Exercise objective:
Reproduce the lines word for word, from the very first one through the line containing "box: [763, 90, 1358, 191]".
*** Records for the task Section Begins ***
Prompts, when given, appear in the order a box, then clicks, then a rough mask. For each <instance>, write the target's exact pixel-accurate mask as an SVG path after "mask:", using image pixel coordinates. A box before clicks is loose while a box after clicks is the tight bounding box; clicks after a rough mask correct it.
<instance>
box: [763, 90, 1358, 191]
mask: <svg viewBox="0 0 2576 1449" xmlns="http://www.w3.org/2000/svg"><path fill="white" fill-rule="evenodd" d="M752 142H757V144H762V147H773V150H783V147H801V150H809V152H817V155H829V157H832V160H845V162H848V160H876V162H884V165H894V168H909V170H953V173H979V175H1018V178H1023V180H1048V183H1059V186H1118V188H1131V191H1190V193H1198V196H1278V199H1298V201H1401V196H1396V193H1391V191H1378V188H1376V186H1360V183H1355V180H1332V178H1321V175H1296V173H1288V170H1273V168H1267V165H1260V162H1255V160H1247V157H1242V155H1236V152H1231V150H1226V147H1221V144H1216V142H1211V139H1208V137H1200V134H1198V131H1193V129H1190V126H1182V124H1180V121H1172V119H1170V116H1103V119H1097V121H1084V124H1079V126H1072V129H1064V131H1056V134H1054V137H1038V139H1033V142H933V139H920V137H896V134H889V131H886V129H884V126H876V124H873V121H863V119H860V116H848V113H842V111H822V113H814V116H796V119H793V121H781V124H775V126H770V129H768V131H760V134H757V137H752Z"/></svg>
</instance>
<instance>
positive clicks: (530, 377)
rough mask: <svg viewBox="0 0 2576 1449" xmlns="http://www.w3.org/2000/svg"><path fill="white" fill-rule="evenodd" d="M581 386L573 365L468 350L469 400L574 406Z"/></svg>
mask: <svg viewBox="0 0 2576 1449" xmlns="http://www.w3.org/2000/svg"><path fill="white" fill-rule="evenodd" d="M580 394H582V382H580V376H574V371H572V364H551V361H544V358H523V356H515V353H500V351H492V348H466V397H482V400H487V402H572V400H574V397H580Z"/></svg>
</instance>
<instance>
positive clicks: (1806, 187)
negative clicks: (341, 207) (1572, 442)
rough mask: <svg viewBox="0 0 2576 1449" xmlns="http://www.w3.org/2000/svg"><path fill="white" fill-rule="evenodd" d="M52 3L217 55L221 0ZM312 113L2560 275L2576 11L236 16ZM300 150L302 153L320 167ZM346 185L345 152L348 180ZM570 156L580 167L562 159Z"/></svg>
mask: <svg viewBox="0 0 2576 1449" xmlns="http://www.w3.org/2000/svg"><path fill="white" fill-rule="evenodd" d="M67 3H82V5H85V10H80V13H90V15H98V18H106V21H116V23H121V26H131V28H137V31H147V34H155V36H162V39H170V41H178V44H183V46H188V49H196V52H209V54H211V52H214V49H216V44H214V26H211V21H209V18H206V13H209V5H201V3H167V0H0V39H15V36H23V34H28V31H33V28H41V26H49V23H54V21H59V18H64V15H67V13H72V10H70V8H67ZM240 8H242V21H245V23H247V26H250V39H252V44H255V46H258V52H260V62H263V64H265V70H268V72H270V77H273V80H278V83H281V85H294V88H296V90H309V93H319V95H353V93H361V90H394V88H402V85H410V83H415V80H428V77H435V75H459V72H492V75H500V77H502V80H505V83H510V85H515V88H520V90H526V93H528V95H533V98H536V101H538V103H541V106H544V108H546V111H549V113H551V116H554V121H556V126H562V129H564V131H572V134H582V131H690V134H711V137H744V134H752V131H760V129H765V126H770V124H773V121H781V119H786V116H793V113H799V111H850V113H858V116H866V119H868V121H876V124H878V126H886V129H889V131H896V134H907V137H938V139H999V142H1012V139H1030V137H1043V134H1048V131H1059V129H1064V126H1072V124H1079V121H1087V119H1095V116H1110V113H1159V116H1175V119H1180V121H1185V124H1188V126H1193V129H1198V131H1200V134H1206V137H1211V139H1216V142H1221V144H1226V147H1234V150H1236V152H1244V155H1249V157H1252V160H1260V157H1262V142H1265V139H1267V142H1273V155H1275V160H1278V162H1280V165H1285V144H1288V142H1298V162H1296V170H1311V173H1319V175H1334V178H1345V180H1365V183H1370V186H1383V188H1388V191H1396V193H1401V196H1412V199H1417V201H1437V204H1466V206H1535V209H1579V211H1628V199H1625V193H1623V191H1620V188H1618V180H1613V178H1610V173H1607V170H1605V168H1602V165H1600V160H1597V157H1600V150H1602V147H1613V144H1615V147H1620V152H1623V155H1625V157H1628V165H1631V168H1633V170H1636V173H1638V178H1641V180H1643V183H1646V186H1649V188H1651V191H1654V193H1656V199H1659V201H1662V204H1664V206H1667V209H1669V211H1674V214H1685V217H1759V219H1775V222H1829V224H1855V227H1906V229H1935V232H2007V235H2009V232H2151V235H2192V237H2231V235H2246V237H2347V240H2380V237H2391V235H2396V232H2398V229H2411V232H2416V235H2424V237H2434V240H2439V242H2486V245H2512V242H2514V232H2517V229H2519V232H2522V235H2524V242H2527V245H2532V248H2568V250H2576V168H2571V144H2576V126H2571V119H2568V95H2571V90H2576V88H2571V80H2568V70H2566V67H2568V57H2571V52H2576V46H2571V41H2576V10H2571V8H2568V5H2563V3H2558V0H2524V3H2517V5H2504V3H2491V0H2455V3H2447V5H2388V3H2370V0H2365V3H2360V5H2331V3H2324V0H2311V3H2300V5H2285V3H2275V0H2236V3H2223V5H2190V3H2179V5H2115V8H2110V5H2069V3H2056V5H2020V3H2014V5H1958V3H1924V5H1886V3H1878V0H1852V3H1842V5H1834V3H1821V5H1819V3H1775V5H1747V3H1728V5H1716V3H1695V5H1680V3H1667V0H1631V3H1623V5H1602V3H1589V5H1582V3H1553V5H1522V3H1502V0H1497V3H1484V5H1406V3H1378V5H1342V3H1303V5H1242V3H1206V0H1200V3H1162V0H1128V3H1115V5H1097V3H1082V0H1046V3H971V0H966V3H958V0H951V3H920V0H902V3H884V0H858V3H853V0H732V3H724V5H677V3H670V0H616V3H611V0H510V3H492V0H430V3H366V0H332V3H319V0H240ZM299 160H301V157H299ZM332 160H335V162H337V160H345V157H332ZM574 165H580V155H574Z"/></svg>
*** Records for the task Section Ends ***
Expected answer:
Prompts, when given, appear in the order a box, then clicks, then a rough mask. For each <instance>, write the target's exact pixel-accurate mask as an SVG path after "mask:", using image pixel coordinates. A box before clicks is loose while a box after clicks is the tight bounding box; clicks after a rough mask correct it.
<instance>
box: [763, 90, 1358, 191]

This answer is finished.